**Bereitgestellter Text:**
══════════

Perspektiefe 48, April 2019

Tabuthema Altersarmut: Situation im Westerwaldkreis

NACHGEFRAGT: Beobachtungen in Beratungs- und Hilfeeinrichtungen zeigen, dass Altersarmut ein immer drängenderes Thema wird. Damit offen und zugleich sensibel umzugehen, ist allerdings für alle Beteiligten schwer. Diese Erfahrung machen auch die Mitarbeitenden der Diakonie Westerwald.
Ein Gespräch mit Petra Strunk, stellvertretende Leiterin des Diakonischen Werkes Westerwald.

Frau Strunk, wie schätzen Sie die Situation ein?
Strunk: Die Tafel Westerwald wird aktuell von etwa 2200 Kundinnen und Kunden besucht. Davon erhalten 35 Prozent Rente oder Grundsicherung im Alter. Das ist jedoch nur die Spitze des Eisbergs. Wir können nur Menschen erfassen, die mobil genug sind, um zu uns kommen, und fit genug, die Lebensmittel zu tragen; oder die jemanden haben, der sie fährt und beim Tragen hilft. Bis zur nächsten Tafelausgabestelle müssen manchmal große Entfernungen zurückgelegt werden. Der Westerwaldkreis ist mit fast 1000 Quadratkilometer einer der größten Flächenlandkreise in Rheinland-Pfalz und zugleich ist der öffentliche Nahverkehr nur wenig ausgebaut. Das schließt von vornherein viele Menschen aus, die das Lebensmittelangebot eigentlich gerne nutzen würden, weil sie diese Hilfe dringend brauchen. Auch die Ehrenamtlichen, die in der Regel einen guten Einblick in die Situation vor Ort haben, berichten von Menschen, die aufgrund ihrer finanziellen Situation die Lebensmittel der Tafel gut gebrauchen könnten, das Angebot aber nicht nutzen. Neben der fehlenden Mobilität spielt natürlich das Gefühl der Scham auch eine wichtige Rolle.

══════════

**Auszüge aus Daten:**
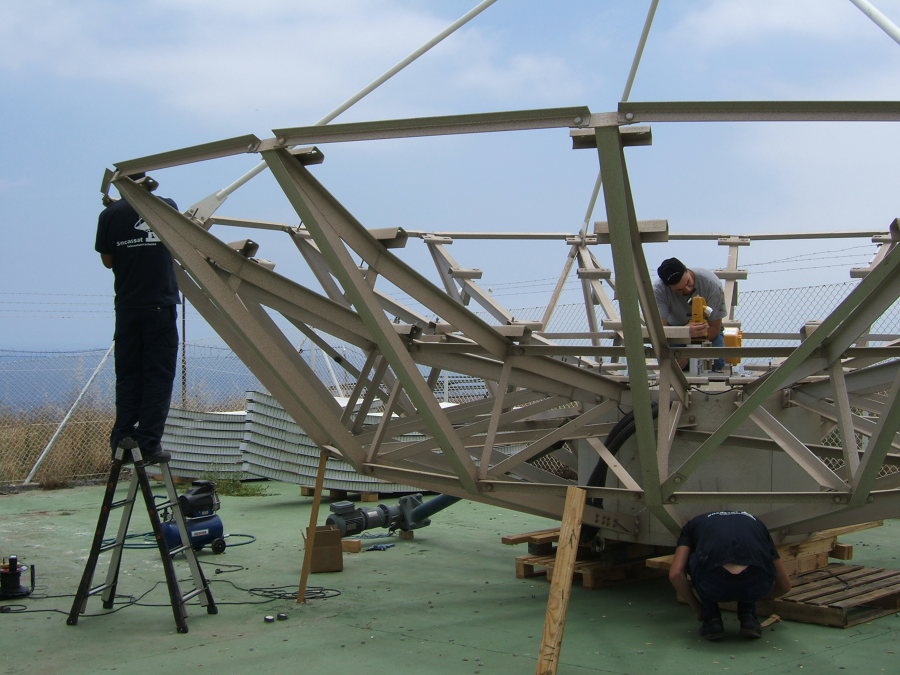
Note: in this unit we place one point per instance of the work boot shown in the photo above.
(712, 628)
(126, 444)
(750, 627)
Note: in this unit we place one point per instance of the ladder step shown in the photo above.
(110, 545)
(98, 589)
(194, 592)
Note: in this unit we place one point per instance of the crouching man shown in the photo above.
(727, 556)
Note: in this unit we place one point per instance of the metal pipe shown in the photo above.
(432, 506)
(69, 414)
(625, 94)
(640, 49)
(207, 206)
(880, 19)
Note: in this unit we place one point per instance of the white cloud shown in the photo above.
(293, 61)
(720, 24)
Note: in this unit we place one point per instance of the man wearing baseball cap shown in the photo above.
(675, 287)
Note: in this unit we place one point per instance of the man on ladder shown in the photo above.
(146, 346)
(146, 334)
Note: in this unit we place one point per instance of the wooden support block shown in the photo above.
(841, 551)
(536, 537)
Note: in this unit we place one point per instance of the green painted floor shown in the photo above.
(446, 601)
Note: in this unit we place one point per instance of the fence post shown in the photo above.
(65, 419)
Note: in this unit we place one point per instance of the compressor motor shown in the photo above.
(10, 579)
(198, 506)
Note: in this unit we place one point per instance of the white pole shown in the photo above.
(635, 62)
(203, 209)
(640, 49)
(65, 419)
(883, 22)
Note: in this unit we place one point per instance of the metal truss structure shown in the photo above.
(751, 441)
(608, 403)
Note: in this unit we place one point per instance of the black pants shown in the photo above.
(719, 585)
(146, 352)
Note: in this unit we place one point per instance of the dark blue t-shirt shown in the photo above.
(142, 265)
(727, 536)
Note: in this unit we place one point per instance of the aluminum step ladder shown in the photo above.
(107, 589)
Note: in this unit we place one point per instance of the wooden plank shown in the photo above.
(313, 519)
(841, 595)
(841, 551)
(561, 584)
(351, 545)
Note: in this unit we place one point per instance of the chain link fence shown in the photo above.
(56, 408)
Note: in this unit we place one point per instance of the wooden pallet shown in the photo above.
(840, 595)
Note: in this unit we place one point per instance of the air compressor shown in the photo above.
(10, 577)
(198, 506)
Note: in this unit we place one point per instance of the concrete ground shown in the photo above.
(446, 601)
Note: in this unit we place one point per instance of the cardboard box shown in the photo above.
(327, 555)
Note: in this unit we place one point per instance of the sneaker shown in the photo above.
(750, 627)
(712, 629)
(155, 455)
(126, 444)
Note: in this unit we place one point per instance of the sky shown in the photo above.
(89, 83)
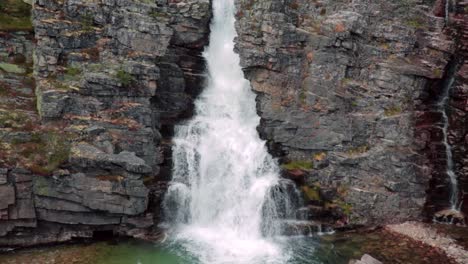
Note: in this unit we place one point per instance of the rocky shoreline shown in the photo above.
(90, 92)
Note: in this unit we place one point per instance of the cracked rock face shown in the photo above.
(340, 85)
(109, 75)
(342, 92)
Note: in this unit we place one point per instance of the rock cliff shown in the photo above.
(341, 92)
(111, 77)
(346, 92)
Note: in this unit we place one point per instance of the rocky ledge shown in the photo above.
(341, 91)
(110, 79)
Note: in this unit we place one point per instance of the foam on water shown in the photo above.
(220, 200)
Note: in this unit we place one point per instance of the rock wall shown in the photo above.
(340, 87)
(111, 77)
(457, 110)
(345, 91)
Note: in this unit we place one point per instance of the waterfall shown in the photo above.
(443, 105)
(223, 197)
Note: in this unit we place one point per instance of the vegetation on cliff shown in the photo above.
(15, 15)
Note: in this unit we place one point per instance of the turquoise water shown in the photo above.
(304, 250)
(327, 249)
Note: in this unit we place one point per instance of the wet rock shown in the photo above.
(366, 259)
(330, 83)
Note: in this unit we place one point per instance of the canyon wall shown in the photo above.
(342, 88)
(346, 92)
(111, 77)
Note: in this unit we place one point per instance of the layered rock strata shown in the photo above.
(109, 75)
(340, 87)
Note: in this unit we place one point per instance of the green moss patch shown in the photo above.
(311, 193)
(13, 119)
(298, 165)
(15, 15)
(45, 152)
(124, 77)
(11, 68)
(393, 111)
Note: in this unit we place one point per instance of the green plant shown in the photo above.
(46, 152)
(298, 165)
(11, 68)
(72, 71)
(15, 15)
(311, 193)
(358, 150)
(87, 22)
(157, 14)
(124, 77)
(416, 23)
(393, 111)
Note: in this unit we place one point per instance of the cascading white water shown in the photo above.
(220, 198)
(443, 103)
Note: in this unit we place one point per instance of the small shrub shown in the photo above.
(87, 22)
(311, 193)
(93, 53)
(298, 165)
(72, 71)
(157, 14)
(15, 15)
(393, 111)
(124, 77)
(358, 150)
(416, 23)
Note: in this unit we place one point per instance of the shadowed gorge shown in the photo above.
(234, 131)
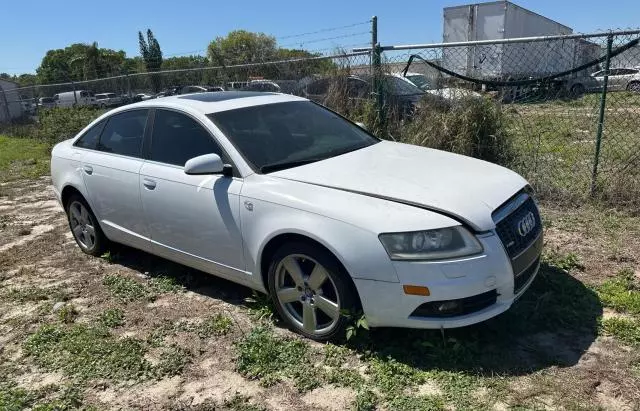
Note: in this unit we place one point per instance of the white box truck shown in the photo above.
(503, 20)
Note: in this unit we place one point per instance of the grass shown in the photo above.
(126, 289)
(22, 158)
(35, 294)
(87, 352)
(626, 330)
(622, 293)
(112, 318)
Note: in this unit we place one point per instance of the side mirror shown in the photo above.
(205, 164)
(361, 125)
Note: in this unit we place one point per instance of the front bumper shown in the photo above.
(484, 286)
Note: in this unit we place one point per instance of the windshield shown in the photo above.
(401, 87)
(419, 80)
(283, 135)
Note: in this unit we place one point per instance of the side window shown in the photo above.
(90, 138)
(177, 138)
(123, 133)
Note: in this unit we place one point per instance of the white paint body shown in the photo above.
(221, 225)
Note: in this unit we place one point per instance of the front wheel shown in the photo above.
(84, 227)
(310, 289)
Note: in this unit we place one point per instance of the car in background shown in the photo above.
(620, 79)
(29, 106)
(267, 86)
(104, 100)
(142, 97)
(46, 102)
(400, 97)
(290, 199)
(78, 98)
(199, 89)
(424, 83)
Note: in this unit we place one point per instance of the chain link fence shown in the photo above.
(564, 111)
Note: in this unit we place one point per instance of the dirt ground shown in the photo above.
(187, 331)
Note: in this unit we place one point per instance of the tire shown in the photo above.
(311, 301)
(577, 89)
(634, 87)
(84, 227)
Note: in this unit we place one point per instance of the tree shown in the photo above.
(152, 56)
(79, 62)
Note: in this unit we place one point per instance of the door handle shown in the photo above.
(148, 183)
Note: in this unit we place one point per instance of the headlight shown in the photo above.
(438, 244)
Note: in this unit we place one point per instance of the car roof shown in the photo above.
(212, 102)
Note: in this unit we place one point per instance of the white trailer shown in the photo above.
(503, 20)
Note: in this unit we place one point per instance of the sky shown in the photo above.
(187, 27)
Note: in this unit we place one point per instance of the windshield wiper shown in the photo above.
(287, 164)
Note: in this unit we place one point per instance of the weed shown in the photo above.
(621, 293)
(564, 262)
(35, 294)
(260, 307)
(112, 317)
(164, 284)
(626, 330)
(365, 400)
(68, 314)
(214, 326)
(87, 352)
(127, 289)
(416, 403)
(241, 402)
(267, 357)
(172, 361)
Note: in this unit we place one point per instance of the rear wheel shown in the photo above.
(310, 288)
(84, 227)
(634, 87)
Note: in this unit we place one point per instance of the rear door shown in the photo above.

══════════

Entnehmen Sie bitte dem Text zur Altersarmut im Westerwaldkreis, wie viel Prozent der Kundinnen und Kunden der Tafel Westerwald Rente oder Grundsicherung im Alter erhalten. Die Daten werden hier nicht gebraucht.

**Erwartete Antwort:**
35 Prozent.